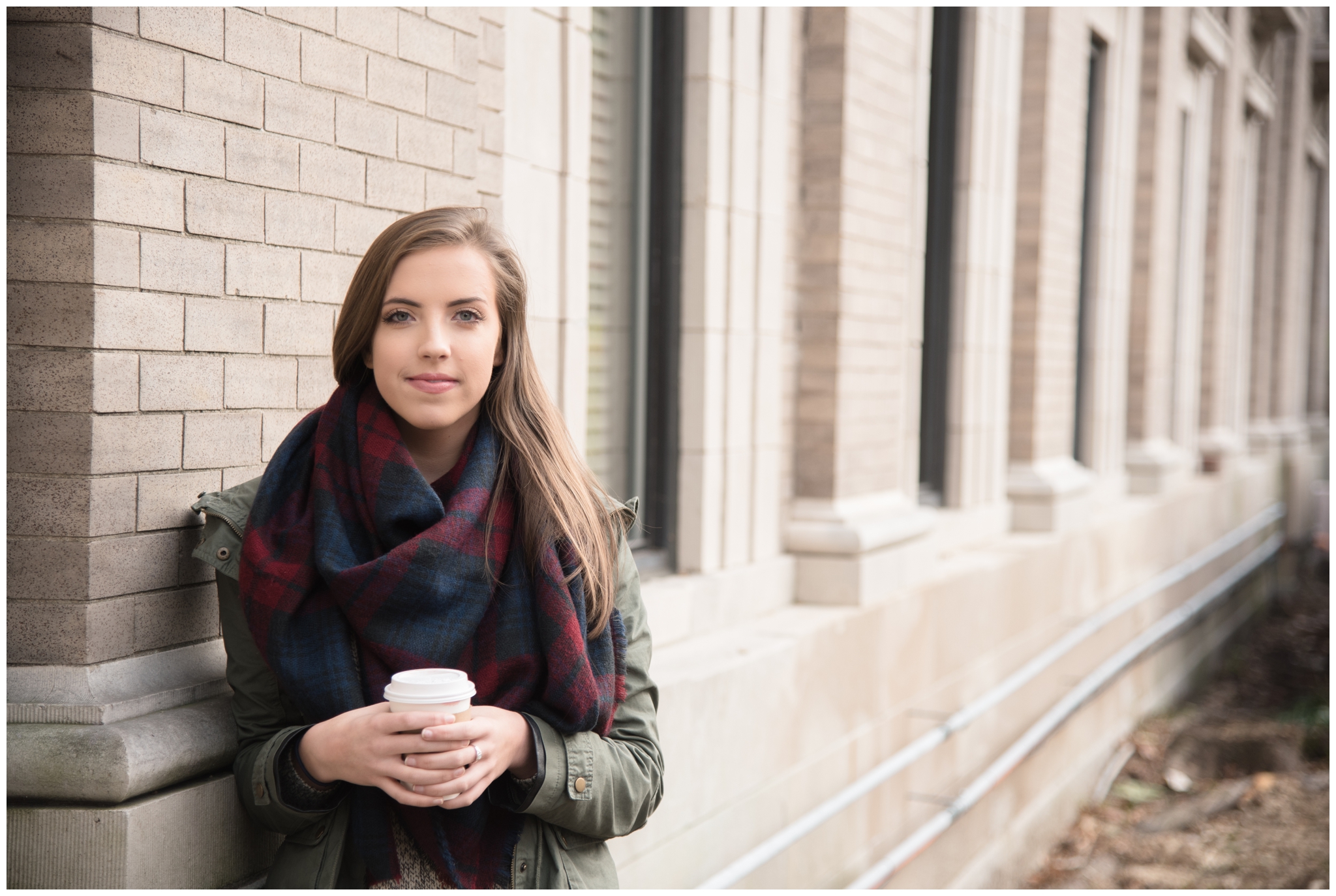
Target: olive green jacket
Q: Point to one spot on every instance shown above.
(592, 788)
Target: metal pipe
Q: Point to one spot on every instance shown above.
-=-=-=-=-
:: Description of the task ::
Copy the lines above word for word, leaving the picture out.

:: Correct result ::
Target: olive green jacket
Q: Point to one spot on every instance shown above.
(592, 788)
Target: metal pipe
Q: Point to one spot on every instance shown above.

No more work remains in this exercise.